- PROBLEM:
For the data that follows, print the line with "Using the image provided, carefully outline every wooden", the line with "Using the image provided, carefully outline every curved", and all lines between them, exactly as they stand. Omit pictures and add nothing.

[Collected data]
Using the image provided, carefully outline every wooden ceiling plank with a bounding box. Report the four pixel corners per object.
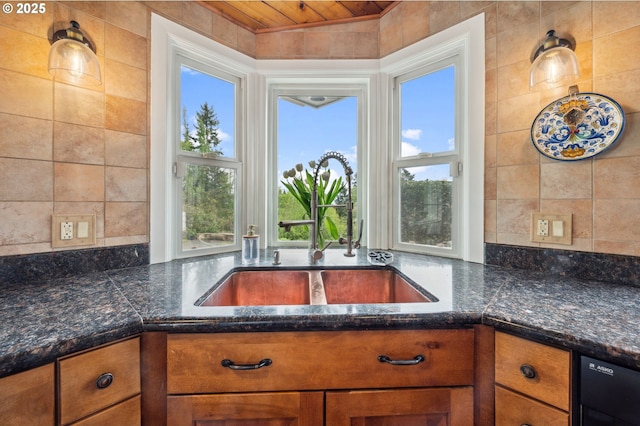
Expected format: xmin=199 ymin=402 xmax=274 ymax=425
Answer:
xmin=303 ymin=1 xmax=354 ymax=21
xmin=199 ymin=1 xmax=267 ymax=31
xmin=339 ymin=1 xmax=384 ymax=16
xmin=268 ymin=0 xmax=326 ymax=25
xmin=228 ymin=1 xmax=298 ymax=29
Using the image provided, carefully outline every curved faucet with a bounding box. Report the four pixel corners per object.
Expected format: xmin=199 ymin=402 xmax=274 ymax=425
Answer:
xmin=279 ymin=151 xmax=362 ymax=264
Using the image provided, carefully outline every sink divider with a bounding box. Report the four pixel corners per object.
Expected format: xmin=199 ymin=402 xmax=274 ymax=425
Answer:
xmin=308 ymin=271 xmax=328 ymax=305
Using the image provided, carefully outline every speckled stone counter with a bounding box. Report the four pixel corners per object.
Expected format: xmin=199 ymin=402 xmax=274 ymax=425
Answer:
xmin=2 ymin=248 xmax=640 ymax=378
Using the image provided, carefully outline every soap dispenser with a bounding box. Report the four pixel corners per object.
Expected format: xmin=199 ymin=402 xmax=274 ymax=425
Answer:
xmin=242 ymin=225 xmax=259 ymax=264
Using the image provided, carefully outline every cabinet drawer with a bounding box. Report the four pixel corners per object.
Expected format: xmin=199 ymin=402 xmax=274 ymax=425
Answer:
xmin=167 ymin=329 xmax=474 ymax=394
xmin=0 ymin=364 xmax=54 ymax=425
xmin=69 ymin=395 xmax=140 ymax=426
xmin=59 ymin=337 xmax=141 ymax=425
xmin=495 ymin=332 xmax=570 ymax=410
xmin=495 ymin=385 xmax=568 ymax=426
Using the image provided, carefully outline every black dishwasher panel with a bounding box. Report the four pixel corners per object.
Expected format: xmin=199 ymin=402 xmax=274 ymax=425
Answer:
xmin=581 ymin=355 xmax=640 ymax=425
...
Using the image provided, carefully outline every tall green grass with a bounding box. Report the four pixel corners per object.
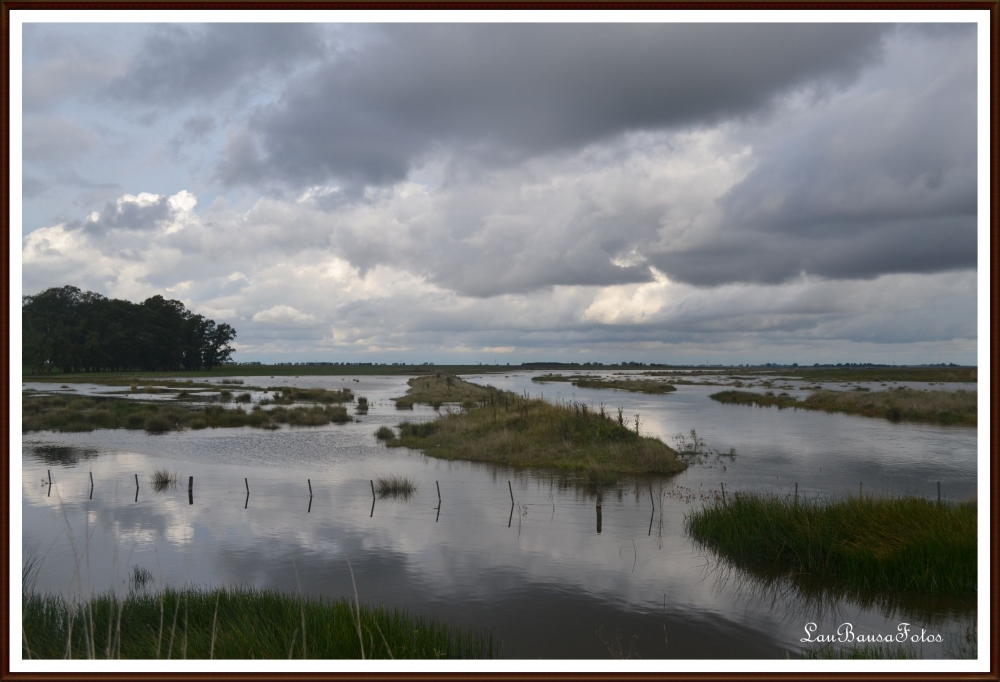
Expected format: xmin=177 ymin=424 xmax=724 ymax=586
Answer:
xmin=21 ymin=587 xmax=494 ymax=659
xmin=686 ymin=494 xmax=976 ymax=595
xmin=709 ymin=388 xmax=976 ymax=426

- RESULT OF THIS EXERCISE:
Using the image provided, carefully outline every wooden ceiling plank with a bounding box. Report the four pixel corners per object.
Expected format: xmin=199 ymin=402 xmax=274 ymax=425
Answer:
xmin=303 ymin=1 xmax=354 ymax=21
xmin=199 ymin=1 xmax=267 ymax=31
xmin=339 ymin=1 xmax=384 ymax=16
xmin=268 ymin=0 xmax=326 ymax=25
xmin=228 ymin=1 xmax=298 ymax=29
Using the image provided, carefully outline every curved faucet with a bounding box. Report the four pixel corners per object.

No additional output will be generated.